• [Exercise directions]: Leaving the pictures aside, reproduce the data in full and word for word.

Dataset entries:

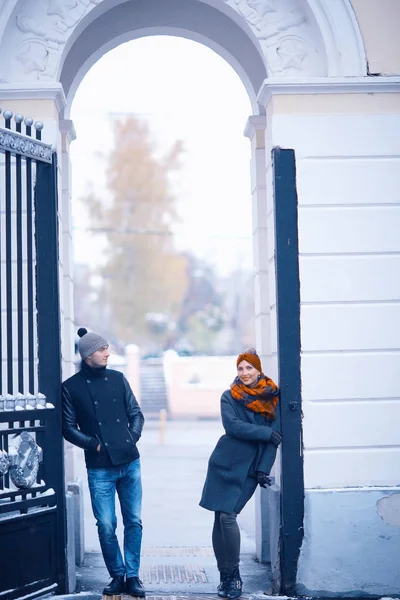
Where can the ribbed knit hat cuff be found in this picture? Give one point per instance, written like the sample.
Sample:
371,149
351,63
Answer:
100,343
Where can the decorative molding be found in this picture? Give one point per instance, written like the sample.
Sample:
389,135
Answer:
26,146
67,128
34,91
297,37
286,35
327,85
344,45
24,458
255,123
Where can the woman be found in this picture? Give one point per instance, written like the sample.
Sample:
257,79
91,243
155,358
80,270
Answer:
241,460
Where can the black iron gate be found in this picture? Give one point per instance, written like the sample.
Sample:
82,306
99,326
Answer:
32,511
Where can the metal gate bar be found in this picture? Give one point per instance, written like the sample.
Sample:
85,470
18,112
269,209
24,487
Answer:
32,504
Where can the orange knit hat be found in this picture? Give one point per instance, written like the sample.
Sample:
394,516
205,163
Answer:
252,357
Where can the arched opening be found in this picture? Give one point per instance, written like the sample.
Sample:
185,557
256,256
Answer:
215,100
223,31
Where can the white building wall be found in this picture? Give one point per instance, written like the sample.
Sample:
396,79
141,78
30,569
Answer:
348,176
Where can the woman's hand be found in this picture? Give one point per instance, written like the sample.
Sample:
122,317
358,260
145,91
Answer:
263,479
276,438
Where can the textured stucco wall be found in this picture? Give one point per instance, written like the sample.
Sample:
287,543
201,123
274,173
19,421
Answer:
352,543
379,21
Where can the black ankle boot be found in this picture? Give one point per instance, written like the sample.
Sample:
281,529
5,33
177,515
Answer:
235,585
115,587
222,589
134,587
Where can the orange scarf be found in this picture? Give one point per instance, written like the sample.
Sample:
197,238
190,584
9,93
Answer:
262,398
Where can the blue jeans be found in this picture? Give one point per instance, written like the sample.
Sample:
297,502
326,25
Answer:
103,483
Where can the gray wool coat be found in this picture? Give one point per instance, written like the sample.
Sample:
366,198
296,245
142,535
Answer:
244,449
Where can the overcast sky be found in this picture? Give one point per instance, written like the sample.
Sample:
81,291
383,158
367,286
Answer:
185,91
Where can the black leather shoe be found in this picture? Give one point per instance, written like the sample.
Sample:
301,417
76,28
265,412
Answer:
134,587
115,587
235,585
222,589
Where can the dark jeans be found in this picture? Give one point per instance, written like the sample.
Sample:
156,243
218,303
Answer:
226,540
126,481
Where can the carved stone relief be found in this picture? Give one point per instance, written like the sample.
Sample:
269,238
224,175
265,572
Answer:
285,34
41,28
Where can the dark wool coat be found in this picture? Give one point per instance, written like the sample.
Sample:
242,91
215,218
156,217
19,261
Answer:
243,450
99,408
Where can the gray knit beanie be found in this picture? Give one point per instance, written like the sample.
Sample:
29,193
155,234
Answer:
89,342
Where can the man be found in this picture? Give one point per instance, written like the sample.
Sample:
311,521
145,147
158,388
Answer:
101,415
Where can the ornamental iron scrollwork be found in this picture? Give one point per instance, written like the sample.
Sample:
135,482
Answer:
4,462
19,144
24,458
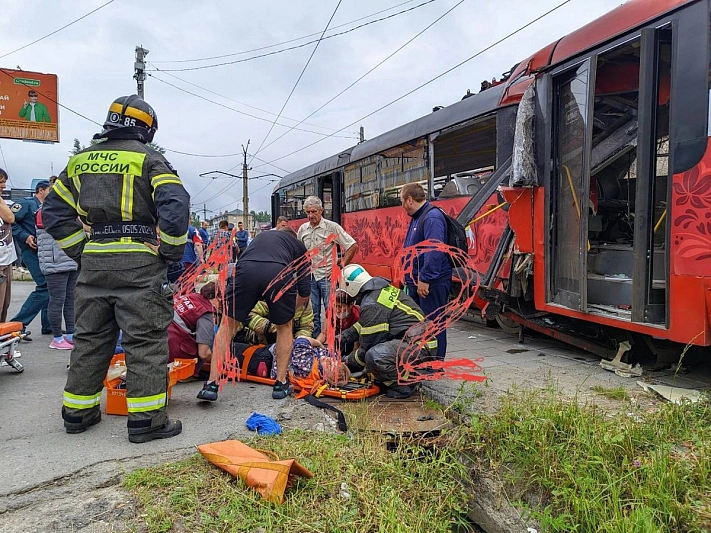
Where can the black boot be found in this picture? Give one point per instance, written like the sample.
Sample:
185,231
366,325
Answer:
167,430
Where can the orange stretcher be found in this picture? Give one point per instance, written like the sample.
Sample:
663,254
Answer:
116,397
354,390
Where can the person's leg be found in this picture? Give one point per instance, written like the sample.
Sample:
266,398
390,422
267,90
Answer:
242,292
69,303
37,301
57,289
285,342
381,361
433,307
325,292
143,312
316,304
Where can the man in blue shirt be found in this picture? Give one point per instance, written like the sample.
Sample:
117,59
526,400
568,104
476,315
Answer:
242,237
193,254
24,232
431,277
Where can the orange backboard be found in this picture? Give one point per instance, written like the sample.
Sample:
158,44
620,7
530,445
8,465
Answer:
28,106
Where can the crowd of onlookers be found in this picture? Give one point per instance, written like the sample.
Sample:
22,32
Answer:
292,331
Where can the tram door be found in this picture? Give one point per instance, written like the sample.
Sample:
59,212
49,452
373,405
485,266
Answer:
329,190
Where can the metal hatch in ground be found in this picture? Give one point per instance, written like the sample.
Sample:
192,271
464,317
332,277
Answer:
410,417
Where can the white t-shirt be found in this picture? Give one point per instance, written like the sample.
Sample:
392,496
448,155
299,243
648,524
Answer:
8,254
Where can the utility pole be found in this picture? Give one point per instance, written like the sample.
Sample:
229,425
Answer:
245,187
140,67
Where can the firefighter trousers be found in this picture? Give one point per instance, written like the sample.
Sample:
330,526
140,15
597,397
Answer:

• [Task solution]:
Where can the ribbed knit hat cuff be found in this picture? Give one point per instance, written like the sample.
Sample:
371,149
351,63
Answer:
100,343
Where can the decorative molding be found in this picture? Give one point per instance, written like the sample.
Sample:
389,135
Answer:
26,146
67,128
34,91
297,37
286,35
327,85
344,45
24,458
255,123
Where can the woman be found in this picture? Give one point per instance, written like the sample.
Sample:
257,79
91,243
155,358
80,270
Answer:
241,460
Where can the black iron gate be found in this picture? Give one point per instance, written like the sample.
Sample:
82,306
99,326
Answer:
32,511
Where can the metal gate bar be found in this picture? Give one point per instance, written like the sample.
Sample:
85,470
18,112
269,209
24,487
Answer:
32,504
Where can the orange knit hat be found in this picture? Give one point per instance, written like the sample.
Sample:
394,516
205,163
Answer:
252,357
Where can the arched opening be found in this picture? Give one point per instance, written like the sample.
Sample:
185,557
256,256
Answer:
215,100
223,31
Where can the white building wall be found in this picture? Give one point per instance, written like the sample.
Sample:
396,79
141,78
30,569
Answer:
348,176
Where can the woman's hand be found in this picture? Give one point per instance, written like the sample.
Sample:
122,317
358,260
145,91
Answer:
263,479
276,438
Where can the textured stucco wall be found in this picture? Give one point per instance, written like the sample.
Sample:
287,543
201,123
274,173
19,421
Answer:
352,543
379,21
Where can the black ankle boot be found in this picture? Give one point per instance, written like the sample.
Sample:
281,529
5,33
177,515
Answer:
235,585
115,587
222,589
134,587
Where can the orange scarf be found in this picture? Give one point per instance, written like the sample.
Sample:
197,238
190,584
9,93
Answer:
262,398
Where can the blue jeans be found in this picture? Give one point per instance, written like the sample.
Sample:
297,502
326,25
Answer:
103,483
Where can the gray wool coat be found in this picture? Give one point per instance, written like the sample.
Sample:
366,198
296,245
142,535
Answer:
244,449
Where can the overcast sky be found in this picture? Give one point per instance, written like the sample.
Sample:
81,291
383,158
367,286
Answer:
185,91
Where can the black leather shoe be found in this picture? Give one point per instance, written like the sample.
Sample:
301,417
76,28
265,412
Answer:
134,587
115,587
235,585
222,589
Where can the dark jeans be found in this picture? Give one point per instance, written like the sample.
Sample:
156,243
218,303
Answer:
226,540
126,481
Where can the carved stone relief be found in this picture? Give one point per instance, written like the sample.
Sample:
269,238
224,175
265,572
Answer:
285,34
41,28
Where can the dark wool coat be found in this picture? Give one point per instance, written like the sample.
Sample:
242,91
215,218
156,217
19,261
Answer:
243,450
99,408
Where can the gray knit beanie be found in this picture? Give one point per instance, written like the sample.
Sample:
29,193
155,234
Answer:
89,342
Where can the man be found in this picture? Give one point per instance, written like the sample.
Sample:
311,521
145,147
158,388
Answer:
101,415
Where can the ornamental iron scrollwork be found in this picture? Give one point per instance, written like the sample.
Sample:
135,482
Answer:
4,462
19,144
24,458
Where can the black boot be found in this picture? Give one point per instance, written like the sample.
Sample:
185,231
366,325
Answer:
167,430
Where can the orange stretcher be found in this picture? Give one point per instance, written like the sample.
Sample:
663,254
Answer:
116,397
354,390
Where can the person's leg be found in this picture? Give one point per instance, written like the sample.
Sample:
266,398
390,422
267,90
Answer:
242,292
69,303
37,301
57,289
285,342
381,361
433,307
325,292
143,312
316,304
Where can the man in blue shirt be found in this picture? Give one point per instance, written like the sample.
Sample:
117,59
526,400
568,104
476,315
Answer:
242,237
193,254
24,232
431,277
Where can the orange backboard be found in this picture? Give one point per instance, written like the sample.
Sample:
158,44
620,7
530,445
8,465
Answer:
28,106
Where can the crowd of onlookers be found in this picture? Give one point per instance, written like the sample.
Sample:
22,32
Answer:
292,331
Where can the tram door be found in this picture? Give one point per instance, written like the sample.
Sample:
59,212
49,452
373,405
485,266
Answer:
329,190
Where can the metal hatch in ground be found in this picture? Give one point per instance, written like the sample.
Sample:
192,271
464,317
332,277
Answer:
410,417
Where can the white t-shirt be found in this picture? Give one point per instance, written like the sample.
Sample:
392,496
448,155
299,243
648,524
Answer:
8,254
Where can the utility pole be found in this picture? Give one point per instance, written like the sample.
Sample:
229,425
Answer:
245,187
140,67
Where can the firefighter trousers be found in this picture? Give one point per instance, written like the sample.
Sample:
330,526
140,15
597,397
Answer:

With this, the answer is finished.